***** SUPPLIED MATERIAL

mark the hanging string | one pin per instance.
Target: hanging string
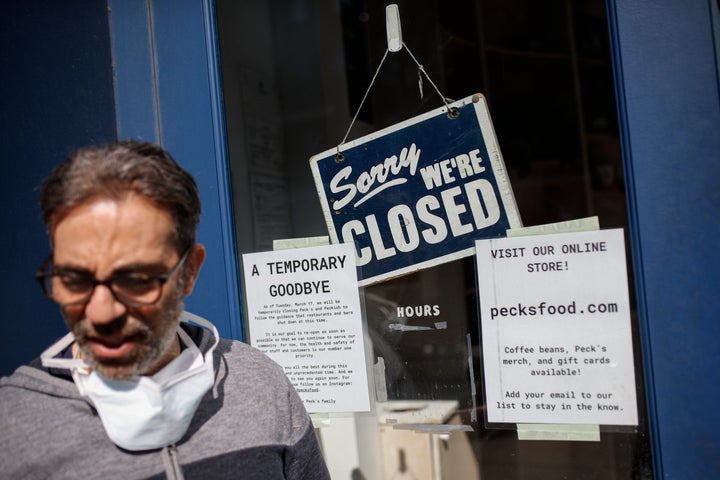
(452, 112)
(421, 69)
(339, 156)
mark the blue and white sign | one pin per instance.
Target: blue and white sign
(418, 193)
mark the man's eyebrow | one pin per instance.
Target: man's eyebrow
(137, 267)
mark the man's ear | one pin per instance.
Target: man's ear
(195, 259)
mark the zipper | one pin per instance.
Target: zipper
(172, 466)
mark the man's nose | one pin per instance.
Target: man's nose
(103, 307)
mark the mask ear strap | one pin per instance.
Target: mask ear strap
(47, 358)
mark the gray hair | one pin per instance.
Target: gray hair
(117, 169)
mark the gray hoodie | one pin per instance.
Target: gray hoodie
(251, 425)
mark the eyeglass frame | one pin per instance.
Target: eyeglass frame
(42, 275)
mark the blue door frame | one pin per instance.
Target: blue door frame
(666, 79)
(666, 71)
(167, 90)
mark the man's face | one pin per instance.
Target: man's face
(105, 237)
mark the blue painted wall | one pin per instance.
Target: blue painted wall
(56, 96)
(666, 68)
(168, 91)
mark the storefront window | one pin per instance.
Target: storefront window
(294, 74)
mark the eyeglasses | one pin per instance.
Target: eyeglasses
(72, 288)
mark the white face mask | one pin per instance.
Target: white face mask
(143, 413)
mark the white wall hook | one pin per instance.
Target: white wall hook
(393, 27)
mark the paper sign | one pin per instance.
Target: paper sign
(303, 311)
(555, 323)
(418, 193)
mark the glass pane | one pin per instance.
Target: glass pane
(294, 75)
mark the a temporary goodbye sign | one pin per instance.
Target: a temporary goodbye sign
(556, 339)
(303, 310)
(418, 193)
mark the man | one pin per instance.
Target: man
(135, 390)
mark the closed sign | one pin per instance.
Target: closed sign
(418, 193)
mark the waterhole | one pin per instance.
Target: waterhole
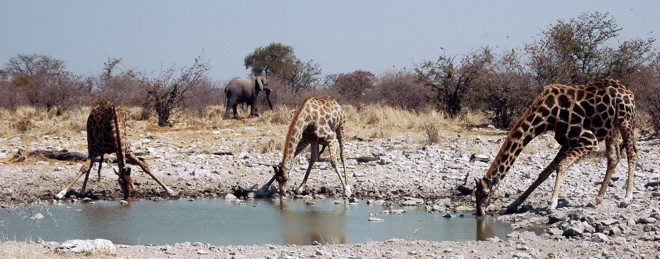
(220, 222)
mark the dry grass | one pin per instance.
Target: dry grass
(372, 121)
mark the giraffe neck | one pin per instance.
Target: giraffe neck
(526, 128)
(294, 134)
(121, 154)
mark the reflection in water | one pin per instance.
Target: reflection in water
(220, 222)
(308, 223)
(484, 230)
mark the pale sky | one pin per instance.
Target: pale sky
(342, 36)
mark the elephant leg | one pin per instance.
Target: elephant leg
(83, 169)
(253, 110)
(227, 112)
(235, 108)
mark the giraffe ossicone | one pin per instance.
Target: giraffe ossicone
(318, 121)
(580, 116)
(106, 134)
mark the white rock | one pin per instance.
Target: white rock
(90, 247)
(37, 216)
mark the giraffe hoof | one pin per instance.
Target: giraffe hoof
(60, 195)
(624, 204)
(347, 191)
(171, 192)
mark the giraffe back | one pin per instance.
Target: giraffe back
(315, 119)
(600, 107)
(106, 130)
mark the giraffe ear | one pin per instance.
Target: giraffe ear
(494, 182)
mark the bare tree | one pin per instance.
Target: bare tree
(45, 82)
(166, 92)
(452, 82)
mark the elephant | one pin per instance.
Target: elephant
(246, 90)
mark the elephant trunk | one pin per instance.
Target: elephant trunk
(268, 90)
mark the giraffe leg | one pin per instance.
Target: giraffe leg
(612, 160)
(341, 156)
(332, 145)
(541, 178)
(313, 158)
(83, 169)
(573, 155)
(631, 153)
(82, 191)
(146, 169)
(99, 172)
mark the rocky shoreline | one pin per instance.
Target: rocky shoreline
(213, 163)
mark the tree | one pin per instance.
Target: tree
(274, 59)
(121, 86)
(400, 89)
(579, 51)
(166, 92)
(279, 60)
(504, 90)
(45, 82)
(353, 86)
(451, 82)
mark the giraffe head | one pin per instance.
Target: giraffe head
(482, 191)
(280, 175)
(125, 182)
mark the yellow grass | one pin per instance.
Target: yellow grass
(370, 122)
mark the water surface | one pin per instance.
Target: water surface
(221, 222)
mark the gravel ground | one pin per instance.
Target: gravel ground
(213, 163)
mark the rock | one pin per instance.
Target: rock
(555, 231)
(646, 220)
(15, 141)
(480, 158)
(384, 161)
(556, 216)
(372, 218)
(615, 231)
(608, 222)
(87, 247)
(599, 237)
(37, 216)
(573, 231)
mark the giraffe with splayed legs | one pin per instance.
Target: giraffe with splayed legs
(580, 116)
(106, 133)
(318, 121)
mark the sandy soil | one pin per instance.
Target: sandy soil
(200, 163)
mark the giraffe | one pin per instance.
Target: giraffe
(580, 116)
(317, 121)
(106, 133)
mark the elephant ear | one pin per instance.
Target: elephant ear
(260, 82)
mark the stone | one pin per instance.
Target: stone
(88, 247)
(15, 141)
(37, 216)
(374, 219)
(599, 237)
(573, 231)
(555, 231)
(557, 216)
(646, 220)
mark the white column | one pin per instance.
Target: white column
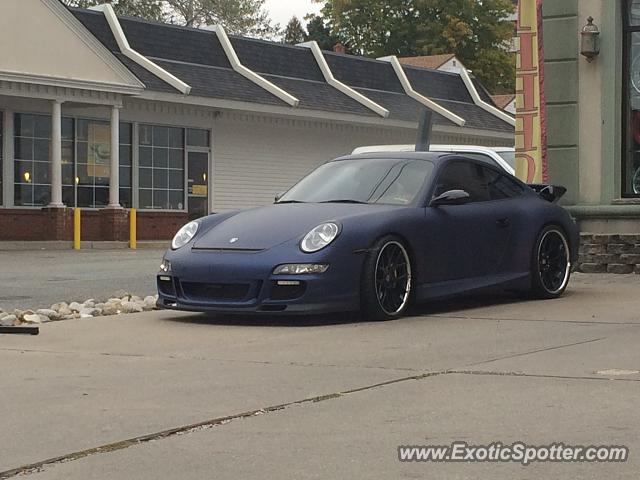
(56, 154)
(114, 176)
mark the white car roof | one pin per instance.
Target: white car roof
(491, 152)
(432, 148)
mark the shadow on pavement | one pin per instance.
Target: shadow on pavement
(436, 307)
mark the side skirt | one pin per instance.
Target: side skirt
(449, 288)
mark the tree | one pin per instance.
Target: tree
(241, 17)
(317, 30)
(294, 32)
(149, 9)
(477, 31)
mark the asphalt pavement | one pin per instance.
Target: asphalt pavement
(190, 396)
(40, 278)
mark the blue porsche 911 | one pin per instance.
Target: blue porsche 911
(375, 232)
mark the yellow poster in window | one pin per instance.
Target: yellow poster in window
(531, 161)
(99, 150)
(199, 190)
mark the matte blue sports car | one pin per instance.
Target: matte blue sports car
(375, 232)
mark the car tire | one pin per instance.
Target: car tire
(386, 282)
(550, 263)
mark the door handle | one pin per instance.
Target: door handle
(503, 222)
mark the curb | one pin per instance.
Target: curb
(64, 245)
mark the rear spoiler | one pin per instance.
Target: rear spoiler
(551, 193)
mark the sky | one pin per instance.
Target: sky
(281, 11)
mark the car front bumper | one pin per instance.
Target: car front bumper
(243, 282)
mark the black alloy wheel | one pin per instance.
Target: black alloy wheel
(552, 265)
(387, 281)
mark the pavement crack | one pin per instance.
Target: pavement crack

**********

Taking the entries above, copy word for word the lines from the one with "mark the white column | one pin per instance." up to and including the one with "mark the side skirt | one pin per instance.", without any picture.

**EXERCISE RESULT:**
mark the white column | one pin per instance.
Target: white column
(56, 154)
(114, 176)
mark the white car roof | one pin per instance.
Target: white car roof
(491, 152)
(432, 148)
mark the shadow on pavement | one pin per instance.
Target: shadow on pavement
(436, 307)
mark the side skirt | one pin per instance.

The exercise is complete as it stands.